• **Record extracts**
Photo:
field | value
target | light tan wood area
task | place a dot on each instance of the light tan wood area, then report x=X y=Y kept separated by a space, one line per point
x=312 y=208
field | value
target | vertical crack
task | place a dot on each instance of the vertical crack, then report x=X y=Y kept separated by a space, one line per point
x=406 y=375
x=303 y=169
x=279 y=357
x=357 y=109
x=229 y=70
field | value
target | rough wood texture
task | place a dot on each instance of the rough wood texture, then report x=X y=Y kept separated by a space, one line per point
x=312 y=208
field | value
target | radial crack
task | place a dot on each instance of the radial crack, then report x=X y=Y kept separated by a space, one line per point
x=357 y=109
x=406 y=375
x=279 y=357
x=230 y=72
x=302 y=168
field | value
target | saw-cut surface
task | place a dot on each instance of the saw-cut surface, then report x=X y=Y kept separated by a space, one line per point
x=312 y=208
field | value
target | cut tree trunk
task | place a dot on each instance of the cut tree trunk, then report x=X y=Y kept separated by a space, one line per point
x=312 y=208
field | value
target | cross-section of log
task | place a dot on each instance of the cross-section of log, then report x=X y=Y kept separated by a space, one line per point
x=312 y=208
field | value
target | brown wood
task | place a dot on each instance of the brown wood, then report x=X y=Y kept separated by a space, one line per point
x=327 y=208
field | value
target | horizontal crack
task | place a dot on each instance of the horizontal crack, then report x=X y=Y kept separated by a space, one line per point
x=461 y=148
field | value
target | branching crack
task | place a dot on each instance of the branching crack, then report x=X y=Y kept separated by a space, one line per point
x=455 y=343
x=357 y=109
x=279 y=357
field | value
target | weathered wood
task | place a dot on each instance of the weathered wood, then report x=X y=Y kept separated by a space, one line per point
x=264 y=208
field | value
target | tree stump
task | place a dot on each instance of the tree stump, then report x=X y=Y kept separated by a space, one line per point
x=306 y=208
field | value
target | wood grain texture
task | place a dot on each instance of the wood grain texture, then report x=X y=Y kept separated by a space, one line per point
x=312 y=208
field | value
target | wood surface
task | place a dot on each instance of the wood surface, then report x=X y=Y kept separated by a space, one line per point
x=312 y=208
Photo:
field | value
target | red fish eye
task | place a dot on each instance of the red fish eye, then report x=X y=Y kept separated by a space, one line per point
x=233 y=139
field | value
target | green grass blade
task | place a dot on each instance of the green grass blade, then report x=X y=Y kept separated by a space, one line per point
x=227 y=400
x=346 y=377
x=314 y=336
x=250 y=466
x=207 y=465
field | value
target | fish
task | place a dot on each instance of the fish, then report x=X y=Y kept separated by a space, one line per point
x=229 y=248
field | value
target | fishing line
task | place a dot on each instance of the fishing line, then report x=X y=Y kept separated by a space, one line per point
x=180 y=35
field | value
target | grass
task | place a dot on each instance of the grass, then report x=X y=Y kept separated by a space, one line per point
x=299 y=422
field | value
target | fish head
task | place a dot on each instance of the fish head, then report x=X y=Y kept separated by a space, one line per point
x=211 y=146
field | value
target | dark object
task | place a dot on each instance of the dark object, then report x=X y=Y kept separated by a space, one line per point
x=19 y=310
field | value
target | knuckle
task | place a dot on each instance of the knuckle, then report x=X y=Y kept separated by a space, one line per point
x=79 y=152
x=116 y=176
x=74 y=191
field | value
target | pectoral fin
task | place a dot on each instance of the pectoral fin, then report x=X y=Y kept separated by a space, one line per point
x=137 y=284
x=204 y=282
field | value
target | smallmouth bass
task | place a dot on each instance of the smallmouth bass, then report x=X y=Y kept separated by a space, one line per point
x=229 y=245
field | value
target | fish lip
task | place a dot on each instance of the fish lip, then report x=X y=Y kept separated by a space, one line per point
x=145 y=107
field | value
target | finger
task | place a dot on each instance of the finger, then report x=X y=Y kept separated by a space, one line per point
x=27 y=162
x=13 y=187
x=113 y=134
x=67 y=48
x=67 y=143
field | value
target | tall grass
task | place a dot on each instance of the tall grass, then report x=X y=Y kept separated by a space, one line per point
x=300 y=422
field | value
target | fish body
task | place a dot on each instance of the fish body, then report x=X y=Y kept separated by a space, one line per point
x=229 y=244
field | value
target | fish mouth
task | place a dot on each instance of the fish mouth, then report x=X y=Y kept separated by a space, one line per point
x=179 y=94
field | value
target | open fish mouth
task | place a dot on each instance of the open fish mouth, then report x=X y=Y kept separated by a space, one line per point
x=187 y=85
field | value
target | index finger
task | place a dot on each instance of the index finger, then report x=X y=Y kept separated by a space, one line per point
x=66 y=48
==
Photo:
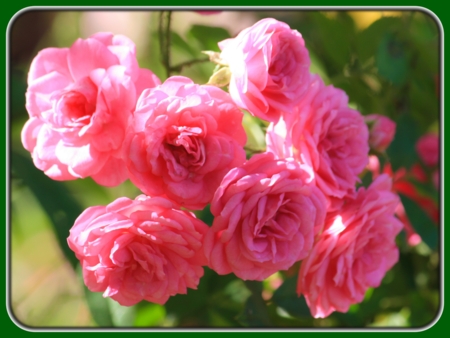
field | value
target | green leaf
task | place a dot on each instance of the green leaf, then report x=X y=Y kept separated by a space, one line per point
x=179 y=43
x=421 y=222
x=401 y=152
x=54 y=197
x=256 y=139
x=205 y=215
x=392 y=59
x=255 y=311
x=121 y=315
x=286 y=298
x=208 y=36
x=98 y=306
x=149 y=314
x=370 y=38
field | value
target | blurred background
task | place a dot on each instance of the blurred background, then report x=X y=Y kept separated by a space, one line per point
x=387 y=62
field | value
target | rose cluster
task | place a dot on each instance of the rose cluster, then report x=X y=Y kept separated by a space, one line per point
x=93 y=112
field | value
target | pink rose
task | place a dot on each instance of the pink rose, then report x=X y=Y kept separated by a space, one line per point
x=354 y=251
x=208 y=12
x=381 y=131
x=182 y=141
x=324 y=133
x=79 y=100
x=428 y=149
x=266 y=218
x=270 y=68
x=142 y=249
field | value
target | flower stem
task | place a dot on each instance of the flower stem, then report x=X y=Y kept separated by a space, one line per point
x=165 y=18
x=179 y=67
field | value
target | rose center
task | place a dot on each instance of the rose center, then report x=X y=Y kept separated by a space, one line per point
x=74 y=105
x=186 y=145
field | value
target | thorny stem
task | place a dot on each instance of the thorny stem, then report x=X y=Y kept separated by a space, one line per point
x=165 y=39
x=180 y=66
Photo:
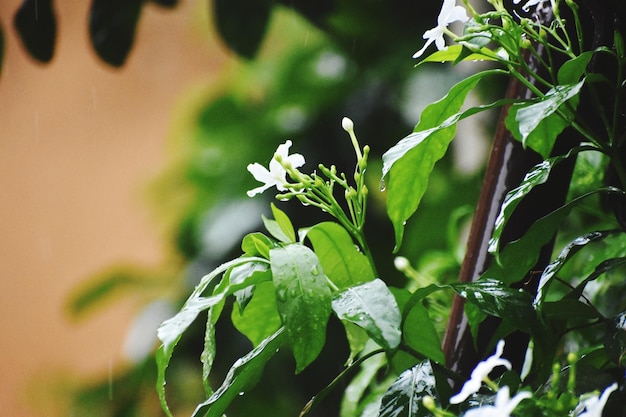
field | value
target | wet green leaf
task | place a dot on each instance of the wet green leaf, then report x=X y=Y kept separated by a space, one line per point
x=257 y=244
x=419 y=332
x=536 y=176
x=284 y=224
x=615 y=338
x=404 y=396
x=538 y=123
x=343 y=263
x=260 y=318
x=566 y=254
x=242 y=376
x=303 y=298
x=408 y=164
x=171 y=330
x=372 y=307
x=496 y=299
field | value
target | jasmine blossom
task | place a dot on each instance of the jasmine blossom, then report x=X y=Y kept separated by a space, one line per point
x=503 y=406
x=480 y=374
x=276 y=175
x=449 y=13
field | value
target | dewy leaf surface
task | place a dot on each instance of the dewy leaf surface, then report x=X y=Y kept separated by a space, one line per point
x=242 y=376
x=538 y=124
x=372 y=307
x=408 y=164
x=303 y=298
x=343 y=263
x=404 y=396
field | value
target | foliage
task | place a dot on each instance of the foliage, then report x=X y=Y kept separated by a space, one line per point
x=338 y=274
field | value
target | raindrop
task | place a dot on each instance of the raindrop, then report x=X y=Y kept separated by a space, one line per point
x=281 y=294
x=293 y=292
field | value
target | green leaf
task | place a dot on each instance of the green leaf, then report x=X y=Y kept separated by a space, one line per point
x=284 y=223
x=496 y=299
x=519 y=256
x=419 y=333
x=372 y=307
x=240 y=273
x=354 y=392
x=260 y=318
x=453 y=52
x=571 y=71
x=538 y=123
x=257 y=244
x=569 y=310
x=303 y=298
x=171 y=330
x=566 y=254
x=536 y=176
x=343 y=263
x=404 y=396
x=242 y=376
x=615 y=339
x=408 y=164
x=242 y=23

• **Work order**
Among the records above, extract exactly the lines from the line with "target | weathered wood" to the line with "target | tree stump", both lines included, and leave out the rest.

• **Reply to the exercise**
target | weathered wood
task | place a dot on each instance of the weathered wood, then report x=X y=Y kept separated by a space, one line per point
x=264 y=208
field | value
target | tree stump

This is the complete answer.